In the material below, begin at the line containing "Where can you see the shrub" and continue through the line containing "point(43, 236)", including both. Arrange these lines as a Markdown table with the columns Entry and Text, giving each nonblank line its own numbered row.

** BEGIN SUPPLIED ENTRIES **

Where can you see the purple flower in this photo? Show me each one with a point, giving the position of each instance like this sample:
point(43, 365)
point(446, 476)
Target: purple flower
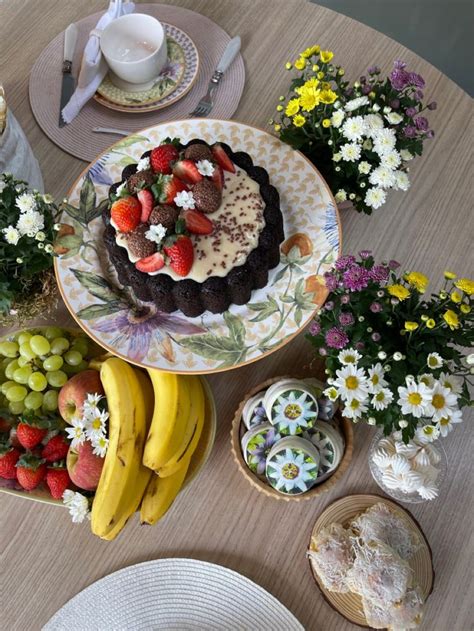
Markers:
point(356, 278)
point(346, 319)
point(336, 338)
point(315, 328)
point(421, 123)
point(344, 262)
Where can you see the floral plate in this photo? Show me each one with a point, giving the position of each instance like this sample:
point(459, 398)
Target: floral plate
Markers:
point(141, 334)
point(176, 78)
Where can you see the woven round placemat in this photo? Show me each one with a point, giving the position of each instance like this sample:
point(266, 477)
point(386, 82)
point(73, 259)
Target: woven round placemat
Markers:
point(77, 138)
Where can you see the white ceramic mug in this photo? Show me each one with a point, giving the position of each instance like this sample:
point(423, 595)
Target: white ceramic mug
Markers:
point(135, 49)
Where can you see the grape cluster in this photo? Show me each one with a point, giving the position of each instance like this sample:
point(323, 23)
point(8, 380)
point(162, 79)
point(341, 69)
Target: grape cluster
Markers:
point(35, 364)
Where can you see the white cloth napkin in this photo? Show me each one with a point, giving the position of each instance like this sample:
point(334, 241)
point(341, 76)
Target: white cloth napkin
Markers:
point(93, 67)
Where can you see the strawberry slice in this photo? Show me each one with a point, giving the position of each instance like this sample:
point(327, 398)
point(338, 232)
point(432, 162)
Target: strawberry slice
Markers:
point(196, 222)
point(181, 255)
point(151, 263)
point(222, 158)
point(187, 171)
point(146, 200)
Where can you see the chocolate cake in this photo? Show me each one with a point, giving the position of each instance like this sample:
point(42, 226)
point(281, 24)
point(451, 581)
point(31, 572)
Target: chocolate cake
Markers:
point(233, 246)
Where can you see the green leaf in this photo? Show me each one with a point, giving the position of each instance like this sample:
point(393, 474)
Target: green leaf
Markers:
point(96, 285)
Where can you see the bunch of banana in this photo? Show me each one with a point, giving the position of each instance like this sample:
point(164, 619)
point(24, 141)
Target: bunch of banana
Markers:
point(176, 428)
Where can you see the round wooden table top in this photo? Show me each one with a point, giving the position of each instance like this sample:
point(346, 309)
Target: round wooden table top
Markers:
point(220, 518)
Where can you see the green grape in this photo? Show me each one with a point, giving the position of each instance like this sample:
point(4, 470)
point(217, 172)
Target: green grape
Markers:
point(9, 349)
point(5, 385)
point(21, 375)
point(24, 337)
point(51, 332)
point(56, 378)
point(16, 407)
point(37, 381)
point(33, 400)
point(53, 362)
point(59, 345)
point(50, 400)
point(73, 358)
point(26, 351)
point(40, 345)
point(10, 369)
point(16, 393)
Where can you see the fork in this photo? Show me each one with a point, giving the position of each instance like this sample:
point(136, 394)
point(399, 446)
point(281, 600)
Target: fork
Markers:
point(205, 105)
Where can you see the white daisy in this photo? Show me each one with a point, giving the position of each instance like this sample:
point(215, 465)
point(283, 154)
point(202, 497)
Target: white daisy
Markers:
point(445, 424)
point(205, 167)
point(354, 128)
point(156, 233)
point(414, 399)
point(30, 223)
point(434, 360)
point(375, 197)
point(376, 378)
point(349, 356)
point(382, 399)
point(185, 199)
point(350, 106)
point(76, 433)
point(11, 235)
point(337, 118)
point(350, 152)
point(351, 383)
point(383, 177)
point(442, 402)
point(364, 167)
point(26, 202)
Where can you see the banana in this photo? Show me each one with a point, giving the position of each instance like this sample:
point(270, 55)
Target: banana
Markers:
point(161, 492)
point(193, 430)
point(167, 434)
point(124, 478)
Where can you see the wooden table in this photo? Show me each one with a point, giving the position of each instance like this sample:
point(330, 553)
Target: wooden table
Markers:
point(45, 559)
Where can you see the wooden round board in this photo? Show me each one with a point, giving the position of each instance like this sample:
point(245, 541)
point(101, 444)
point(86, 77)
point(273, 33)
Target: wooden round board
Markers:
point(342, 511)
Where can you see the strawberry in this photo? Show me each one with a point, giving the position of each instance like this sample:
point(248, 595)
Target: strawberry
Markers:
point(8, 459)
point(145, 198)
point(30, 435)
point(126, 213)
point(161, 158)
point(58, 480)
point(196, 222)
point(55, 449)
point(187, 171)
point(151, 263)
point(222, 158)
point(218, 177)
point(181, 254)
point(30, 471)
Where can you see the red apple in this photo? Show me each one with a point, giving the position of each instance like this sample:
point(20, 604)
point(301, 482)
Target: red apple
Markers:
point(73, 394)
point(84, 467)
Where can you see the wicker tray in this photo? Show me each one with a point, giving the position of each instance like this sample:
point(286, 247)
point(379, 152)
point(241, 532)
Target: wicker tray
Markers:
point(260, 485)
point(343, 510)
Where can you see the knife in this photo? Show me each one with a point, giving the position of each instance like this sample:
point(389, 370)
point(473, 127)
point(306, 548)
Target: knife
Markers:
point(68, 84)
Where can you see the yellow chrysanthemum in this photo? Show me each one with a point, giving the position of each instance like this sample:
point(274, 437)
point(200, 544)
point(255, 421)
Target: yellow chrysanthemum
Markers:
point(466, 285)
point(293, 107)
point(326, 56)
point(399, 291)
point(451, 319)
point(309, 98)
point(298, 120)
point(327, 96)
point(418, 281)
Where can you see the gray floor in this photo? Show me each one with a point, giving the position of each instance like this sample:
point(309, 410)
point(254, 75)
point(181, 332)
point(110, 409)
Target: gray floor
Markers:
point(441, 31)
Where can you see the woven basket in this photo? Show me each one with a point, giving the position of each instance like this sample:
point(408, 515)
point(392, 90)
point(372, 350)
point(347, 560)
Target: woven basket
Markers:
point(238, 429)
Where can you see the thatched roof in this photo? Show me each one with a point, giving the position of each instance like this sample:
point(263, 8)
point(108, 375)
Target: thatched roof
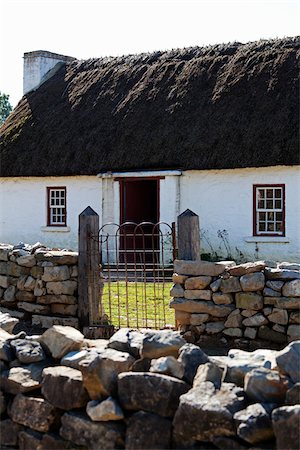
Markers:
point(223, 106)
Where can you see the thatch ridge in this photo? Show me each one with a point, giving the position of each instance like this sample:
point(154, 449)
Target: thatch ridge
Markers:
point(221, 106)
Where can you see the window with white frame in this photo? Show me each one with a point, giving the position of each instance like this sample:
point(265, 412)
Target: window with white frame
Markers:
point(269, 210)
point(57, 212)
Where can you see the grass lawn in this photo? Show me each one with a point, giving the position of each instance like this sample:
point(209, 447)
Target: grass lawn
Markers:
point(138, 305)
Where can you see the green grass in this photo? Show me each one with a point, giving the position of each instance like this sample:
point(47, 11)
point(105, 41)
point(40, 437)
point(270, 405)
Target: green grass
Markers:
point(138, 305)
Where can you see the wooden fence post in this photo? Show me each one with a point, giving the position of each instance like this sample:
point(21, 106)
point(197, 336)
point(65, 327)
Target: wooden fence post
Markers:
point(88, 268)
point(188, 236)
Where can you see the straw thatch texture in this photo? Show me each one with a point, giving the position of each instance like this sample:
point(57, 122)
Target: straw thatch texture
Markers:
point(225, 106)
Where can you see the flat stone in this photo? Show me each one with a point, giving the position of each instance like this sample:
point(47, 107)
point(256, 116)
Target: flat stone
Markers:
point(207, 307)
point(61, 299)
point(250, 333)
point(198, 319)
point(279, 316)
point(103, 411)
point(291, 289)
point(214, 327)
point(252, 282)
point(49, 321)
point(287, 302)
point(33, 308)
point(233, 332)
point(100, 373)
point(222, 299)
point(234, 320)
point(208, 372)
point(230, 284)
point(148, 431)
point(26, 261)
point(35, 413)
point(197, 294)
point(177, 291)
point(249, 300)
point(285, 421)
point(203, 406)
point(167, 365)
point(56, 273)
point(281, 274)
point(197, 268)
point(191, 357)
point(161, 343)
point(265, 333)
point(61, 340)
point(243, 269)
point(293, 395)
point(28, 351)
point(254, 424)
point(61, 287)
point(265, 385)
point(150, 392)
point(62, 386)
point(81, 431)
point(288, 361)
point(197, 282)
point(255, 321)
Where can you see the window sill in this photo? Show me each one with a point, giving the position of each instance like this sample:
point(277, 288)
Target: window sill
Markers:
point(268, 239)
point(56, 229)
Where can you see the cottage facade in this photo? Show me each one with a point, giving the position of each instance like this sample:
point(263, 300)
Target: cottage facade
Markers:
point(145, 137)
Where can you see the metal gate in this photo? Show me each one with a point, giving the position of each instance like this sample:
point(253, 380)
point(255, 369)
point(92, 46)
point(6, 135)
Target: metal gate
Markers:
point(137, 266)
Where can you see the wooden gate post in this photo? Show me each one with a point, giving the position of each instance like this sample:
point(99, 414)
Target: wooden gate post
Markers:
point(88, 268)
point(188, 236)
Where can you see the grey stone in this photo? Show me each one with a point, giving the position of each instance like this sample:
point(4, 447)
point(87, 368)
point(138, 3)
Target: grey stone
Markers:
point(197, 282)
point(265, 385)
point(255, 321)
point(28, 351)
point(148, 431)
point(285, 422)
point(205, 413)
point(197, 268)
point(252, 282)
point(167, 365)
point(150, 392)
point(222, 299)
point(127, 340)
point(62, 386)
point(161, 343)
point(208, 307)
point(293, 395)
point(191, 357)
point(254, 424)
point(35, 413)
point(288, 361)
point(61, 340)
point(249, 300)
point(103, 411)
point(100, 374)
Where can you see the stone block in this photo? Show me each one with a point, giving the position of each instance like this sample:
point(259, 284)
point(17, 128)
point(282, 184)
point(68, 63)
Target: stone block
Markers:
point(249, 300)
point(150, 392)
point(252, 282)
point(197, 282)
point(197, 268)
point(32, 412)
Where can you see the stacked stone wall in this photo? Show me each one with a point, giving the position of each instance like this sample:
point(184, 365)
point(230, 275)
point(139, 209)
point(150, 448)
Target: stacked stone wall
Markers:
point(249, 301)
point(39, 285)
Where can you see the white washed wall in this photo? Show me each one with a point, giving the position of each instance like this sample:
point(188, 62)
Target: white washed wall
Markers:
point(223, 201)
point(23, 205)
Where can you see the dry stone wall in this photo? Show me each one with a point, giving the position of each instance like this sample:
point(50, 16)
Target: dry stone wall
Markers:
point(249, 301)
point(38, 285)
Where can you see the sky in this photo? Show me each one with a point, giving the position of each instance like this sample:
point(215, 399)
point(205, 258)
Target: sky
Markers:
point(95, 28)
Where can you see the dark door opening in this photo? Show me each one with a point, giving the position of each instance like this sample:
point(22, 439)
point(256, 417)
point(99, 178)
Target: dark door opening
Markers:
point(139, 202)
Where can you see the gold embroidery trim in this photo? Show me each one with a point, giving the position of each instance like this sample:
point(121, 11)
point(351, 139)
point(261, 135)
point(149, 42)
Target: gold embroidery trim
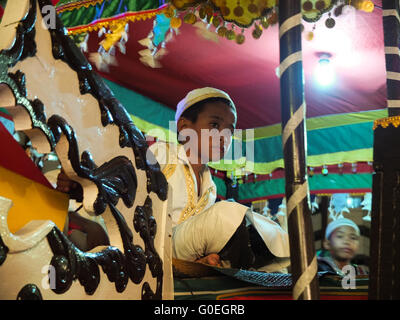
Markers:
point(192, 208)
point(170, 168)
point(385, 122)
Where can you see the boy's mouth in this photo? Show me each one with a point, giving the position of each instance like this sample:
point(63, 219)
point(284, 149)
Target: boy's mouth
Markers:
point(347, 250)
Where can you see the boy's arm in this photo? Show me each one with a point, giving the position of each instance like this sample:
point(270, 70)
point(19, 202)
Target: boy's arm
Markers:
point(159, 150)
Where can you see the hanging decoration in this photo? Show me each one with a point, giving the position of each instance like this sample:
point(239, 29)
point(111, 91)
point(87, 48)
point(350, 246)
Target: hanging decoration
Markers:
point(110, 19)
point(164, 27)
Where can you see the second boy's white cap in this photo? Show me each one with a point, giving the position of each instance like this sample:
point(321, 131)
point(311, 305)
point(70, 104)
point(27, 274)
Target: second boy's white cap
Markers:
point(198, 95)
point(339, 223)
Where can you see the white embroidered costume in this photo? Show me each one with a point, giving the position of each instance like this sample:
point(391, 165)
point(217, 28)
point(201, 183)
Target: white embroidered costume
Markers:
point(202, 226)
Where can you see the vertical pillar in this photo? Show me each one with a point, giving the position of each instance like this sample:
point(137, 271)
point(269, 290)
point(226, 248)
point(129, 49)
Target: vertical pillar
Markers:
point(323, 207)
point(385, 215)
point(302, 251)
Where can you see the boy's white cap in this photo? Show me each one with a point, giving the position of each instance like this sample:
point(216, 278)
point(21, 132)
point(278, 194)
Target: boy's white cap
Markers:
point(198, 95)
point(339, 223)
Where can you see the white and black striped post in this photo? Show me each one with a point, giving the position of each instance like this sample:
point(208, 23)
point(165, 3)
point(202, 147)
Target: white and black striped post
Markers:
point(391, 30)
point(302, 252)
point(384, 282)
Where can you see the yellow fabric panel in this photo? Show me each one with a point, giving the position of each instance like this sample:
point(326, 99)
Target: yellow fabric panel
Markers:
point(31, 201)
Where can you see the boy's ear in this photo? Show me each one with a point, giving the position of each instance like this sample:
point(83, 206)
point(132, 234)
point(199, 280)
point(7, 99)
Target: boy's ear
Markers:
point(182, 124)
point(326, 244)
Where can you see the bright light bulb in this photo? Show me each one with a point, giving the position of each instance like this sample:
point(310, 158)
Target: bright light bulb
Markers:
point(324, 73)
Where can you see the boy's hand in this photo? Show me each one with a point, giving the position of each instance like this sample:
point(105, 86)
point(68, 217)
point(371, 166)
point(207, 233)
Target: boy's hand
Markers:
point(65, 184)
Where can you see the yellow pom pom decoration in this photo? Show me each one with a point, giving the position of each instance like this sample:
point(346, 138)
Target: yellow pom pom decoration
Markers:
point(175, 22)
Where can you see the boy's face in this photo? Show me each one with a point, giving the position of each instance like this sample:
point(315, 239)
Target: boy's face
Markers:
point(343, 243)
point(211, 135)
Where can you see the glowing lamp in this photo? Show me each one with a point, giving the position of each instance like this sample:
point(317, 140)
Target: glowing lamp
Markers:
point(324, 73)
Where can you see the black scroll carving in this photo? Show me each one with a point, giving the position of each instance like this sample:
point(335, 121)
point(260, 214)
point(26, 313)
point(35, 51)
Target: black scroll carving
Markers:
point(23, 47)
point(29, 292)
point(3, 251)
point(112, 111)
point(115, 180)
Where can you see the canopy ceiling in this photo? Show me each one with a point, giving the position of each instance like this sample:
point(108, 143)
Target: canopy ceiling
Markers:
point(248, 71)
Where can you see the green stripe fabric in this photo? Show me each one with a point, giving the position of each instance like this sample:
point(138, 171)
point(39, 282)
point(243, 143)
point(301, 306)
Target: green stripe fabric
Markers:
point(276, 187)
point(107, 9)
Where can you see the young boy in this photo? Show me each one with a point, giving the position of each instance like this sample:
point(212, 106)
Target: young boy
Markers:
point(341, 245)
point(225, 232)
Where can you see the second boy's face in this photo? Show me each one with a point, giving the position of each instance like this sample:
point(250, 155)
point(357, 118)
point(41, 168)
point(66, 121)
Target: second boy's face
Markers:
point(213, 130)
point(343, 243)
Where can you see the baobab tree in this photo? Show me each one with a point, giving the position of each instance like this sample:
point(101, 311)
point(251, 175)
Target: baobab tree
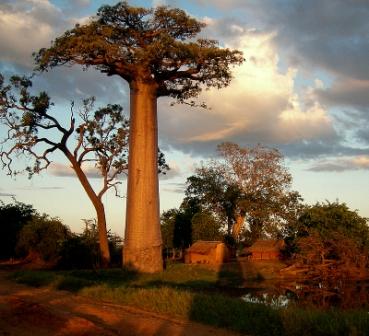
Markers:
point(92, 137)
point(154, 50)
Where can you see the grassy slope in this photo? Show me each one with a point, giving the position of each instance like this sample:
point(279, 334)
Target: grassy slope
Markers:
point(190, 292)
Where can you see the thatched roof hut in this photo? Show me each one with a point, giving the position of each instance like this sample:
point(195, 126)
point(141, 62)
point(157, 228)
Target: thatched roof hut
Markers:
point(207, 252)
point(266, 249)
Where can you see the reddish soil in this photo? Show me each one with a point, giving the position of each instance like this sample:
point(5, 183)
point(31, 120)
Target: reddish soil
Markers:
point(43, 312)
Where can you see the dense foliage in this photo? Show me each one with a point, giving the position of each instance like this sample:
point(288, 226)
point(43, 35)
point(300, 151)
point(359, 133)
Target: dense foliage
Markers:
point(331, 240)
point(13, 217)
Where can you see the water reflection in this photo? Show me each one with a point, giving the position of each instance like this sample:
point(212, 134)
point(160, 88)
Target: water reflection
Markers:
point(341, 294)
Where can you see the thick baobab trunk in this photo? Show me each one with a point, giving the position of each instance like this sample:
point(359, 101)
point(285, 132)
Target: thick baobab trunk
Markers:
point(237, 226)
point(142, 241)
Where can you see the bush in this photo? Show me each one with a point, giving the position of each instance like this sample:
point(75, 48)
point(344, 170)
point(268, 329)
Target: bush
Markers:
point(42, 236)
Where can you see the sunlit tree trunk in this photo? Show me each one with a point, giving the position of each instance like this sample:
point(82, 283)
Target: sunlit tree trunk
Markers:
point(99, 208)
point(142, 241)
point(237, 226)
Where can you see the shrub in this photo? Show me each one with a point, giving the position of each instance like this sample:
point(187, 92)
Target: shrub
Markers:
point(43, 236)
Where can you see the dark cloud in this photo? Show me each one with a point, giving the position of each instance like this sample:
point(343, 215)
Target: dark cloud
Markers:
point(341, 164)
point(174, 187)
point(4, 194)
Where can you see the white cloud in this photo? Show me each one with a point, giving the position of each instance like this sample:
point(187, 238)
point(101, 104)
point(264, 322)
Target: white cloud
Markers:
point(342, 164)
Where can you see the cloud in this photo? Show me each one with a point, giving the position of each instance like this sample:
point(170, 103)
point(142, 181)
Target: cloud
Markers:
point(342, 164)
point(26, 26)
point(61, 170)
point(259, 106)
point(346, 92)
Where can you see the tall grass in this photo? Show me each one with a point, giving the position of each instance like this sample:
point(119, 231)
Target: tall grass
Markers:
point(183, 292)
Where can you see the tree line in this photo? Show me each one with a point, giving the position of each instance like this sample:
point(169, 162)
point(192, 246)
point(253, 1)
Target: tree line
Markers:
point(245, 194)
point(27, 236)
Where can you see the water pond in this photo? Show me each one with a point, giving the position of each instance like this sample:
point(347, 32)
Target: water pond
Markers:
point(321, 294)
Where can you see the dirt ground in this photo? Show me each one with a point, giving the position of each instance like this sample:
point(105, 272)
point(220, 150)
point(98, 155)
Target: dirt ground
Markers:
point(28, 311)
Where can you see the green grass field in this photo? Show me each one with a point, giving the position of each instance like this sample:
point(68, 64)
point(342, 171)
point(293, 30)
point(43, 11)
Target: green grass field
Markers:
point(195, 293)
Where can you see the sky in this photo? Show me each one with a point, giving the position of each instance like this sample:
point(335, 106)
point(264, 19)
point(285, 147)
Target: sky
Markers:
point(303, 89)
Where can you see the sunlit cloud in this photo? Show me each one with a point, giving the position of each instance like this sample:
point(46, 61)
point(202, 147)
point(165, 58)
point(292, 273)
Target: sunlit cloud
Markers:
point(342, 164)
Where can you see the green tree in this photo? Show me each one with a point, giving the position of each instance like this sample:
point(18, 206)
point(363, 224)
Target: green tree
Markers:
point(247, 185)
point(214, 192)
point(42, 237)
point(206, 227)
point(329, 218)
point(155, 51)
point(13, 217)
point(331, 239)
point(98, 137)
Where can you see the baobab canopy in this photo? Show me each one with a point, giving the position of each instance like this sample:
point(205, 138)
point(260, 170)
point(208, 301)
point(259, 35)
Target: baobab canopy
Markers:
point(155, 51)
point(149, 44)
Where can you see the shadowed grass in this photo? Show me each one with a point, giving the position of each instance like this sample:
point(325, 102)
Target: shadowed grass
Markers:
point(190, 292)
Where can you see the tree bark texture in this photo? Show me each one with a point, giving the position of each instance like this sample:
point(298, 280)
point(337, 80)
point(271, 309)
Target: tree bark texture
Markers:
point(142, 241)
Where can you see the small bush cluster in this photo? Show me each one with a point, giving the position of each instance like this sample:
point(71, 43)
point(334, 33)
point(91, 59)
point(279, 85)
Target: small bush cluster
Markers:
point(32, 237)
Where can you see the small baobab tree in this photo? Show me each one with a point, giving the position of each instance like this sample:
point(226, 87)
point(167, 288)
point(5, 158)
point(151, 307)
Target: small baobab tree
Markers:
point(155, 51)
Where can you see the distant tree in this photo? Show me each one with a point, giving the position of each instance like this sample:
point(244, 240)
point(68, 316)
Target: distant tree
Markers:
point(148, 49)
point(247, 185)
point(210, 187)
point(330, 218)
point(168, 222)
point(98, 137)
point(182, 236)
point(206, 227)
point(42, 237)
point(13, 217)
point(331, 239)
point(81, 251)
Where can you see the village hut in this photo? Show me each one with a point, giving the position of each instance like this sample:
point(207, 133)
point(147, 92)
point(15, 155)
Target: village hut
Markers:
point(266, 250)
point(207, 252)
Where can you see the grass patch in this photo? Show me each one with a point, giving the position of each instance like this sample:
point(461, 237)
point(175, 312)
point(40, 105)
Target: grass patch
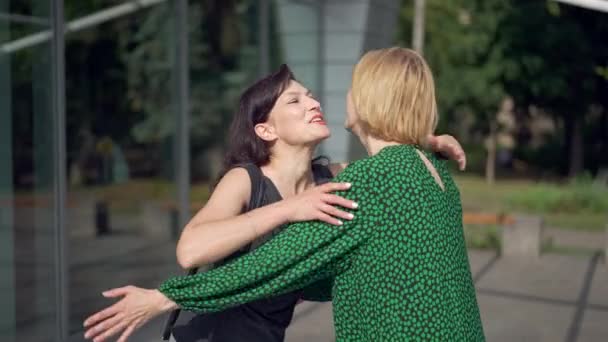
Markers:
point(482, 237)
point(577, 205)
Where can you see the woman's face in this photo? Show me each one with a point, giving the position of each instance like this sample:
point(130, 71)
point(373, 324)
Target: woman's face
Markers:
point(295, 119)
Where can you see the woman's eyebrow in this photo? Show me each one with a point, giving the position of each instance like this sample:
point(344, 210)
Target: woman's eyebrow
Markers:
point(305, 91)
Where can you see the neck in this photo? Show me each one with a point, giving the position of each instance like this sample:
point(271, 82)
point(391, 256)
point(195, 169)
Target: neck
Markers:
point(290, 169)
point(373, 145)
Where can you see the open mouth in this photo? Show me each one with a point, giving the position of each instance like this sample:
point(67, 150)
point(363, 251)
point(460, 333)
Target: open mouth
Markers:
point(318, 119)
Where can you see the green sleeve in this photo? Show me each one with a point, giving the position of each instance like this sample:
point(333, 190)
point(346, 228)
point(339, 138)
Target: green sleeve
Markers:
point(301, 254)
point(320, 291)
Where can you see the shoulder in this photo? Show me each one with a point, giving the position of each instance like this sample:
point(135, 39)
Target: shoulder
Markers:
point(360, 172)
point(236, 180)
point(336, 168)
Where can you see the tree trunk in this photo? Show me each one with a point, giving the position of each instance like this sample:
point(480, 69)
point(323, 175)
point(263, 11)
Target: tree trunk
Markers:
point(491, 158)
point(576, 152)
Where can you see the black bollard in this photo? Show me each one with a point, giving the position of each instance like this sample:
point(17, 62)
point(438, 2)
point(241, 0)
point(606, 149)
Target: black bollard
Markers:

** END SUPPLIED ENTRIES **

→ WRITTEN ANSWER
| Entry | Text |
|---|---|
| 1 | Where can you see the shrub in this photo? Show me each one with a point, giving the position of each instance like this sample: |
| 2 | point(187, 92) |
| 3 | Target: shrub |
| 4 | Markers: |
| 5 | point(43, 236) |